Supplied material
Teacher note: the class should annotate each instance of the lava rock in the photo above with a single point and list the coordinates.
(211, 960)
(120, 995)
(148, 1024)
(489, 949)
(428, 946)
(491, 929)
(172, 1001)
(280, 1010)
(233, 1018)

Problem requirements
Please rewrite every line above, keeping the wording as it is but rescaling each coordinate in the answers by a factor of 1.65 and rounding the result to a whole number, with halves rounded up.

Solution for this task
Teacher note: the class should annotate each instance of the lava rock in the photo above with a single point and list the coordinates.
(348, 1584)
(198, 1642)
(244, 1690)
(807, 1566)
(706, 1561)
(810, 1533)
(284, 1652)
(462, 1667)
(384, 1680)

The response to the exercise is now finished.